[Problem description]: How many rows below contain the string "region", matching case exactly? Reply with the number only.

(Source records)
# # #
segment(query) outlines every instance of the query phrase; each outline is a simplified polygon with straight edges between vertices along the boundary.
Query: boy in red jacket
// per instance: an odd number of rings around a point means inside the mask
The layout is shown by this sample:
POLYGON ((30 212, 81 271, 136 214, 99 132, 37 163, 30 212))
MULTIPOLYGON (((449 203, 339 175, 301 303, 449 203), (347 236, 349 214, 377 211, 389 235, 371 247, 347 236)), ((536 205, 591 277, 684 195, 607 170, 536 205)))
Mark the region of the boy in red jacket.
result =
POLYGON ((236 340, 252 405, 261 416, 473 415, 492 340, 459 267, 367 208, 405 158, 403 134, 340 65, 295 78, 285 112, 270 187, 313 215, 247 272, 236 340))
# # #
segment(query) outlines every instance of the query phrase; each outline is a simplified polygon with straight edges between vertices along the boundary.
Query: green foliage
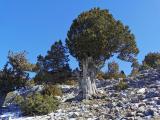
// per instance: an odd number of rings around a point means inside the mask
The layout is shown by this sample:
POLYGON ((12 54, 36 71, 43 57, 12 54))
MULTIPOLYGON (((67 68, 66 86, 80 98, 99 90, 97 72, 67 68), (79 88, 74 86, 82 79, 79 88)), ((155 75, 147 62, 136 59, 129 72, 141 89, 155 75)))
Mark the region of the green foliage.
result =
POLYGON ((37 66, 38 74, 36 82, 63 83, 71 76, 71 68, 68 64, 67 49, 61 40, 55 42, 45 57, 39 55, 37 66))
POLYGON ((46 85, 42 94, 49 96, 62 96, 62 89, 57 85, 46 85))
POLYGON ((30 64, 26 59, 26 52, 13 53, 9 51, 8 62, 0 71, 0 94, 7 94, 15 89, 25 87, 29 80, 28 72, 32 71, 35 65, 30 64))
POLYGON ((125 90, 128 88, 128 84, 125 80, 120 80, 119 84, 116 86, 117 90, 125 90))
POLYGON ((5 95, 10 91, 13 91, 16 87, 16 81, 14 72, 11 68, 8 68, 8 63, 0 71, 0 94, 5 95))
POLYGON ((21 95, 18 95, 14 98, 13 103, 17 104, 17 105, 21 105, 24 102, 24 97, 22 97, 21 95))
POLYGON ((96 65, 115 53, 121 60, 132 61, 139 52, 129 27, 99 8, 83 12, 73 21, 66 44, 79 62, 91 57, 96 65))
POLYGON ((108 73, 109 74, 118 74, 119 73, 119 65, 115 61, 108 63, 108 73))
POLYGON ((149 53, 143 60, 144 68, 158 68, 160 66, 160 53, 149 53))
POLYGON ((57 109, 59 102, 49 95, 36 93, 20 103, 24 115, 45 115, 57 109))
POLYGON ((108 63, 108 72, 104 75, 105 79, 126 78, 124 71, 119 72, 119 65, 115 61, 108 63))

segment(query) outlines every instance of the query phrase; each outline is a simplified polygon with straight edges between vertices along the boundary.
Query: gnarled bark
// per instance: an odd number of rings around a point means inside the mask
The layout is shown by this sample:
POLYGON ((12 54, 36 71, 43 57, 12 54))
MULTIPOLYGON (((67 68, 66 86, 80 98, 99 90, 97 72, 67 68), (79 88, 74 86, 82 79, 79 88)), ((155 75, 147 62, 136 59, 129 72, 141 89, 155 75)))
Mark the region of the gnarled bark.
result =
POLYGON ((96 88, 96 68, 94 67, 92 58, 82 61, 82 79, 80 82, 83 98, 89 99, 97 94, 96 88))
# # #
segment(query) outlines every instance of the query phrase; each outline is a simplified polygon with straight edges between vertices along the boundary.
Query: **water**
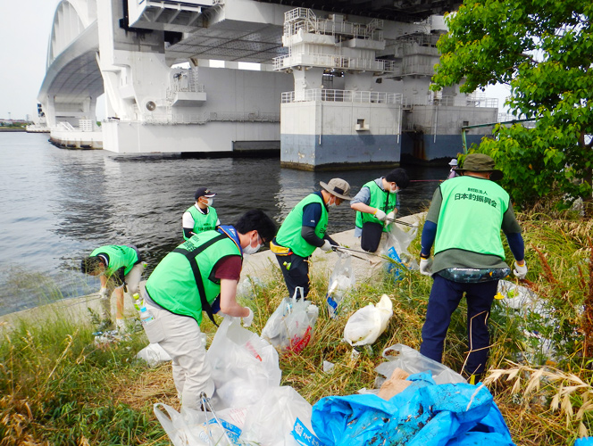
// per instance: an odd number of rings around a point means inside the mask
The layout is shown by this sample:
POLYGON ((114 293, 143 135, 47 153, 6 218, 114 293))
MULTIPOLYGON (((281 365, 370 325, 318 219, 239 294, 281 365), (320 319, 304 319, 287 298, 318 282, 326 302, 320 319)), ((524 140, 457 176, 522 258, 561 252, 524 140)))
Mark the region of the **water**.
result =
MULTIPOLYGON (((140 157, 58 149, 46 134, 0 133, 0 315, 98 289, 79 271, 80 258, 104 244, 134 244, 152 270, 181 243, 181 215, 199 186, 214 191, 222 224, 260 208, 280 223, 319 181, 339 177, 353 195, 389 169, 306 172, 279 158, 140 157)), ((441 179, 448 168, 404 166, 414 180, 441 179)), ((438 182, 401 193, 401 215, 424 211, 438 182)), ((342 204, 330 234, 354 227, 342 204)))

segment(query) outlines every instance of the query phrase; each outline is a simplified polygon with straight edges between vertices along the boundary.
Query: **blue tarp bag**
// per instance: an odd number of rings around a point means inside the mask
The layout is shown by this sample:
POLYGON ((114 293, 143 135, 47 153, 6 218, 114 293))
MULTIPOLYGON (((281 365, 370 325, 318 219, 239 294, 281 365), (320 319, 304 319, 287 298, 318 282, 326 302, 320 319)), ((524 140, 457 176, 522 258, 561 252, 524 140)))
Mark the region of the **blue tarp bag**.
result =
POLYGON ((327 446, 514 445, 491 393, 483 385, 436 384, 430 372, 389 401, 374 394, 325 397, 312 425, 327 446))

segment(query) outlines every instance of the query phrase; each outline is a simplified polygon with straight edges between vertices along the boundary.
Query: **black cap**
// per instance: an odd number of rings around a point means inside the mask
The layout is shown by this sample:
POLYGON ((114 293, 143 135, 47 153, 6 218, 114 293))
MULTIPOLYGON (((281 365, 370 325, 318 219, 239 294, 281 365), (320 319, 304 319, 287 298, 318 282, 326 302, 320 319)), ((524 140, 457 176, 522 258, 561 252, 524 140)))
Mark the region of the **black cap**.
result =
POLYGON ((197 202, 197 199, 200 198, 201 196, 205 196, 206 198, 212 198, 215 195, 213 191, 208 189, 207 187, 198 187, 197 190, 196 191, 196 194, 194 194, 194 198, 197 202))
# # #
[Answer to the exercise]: 6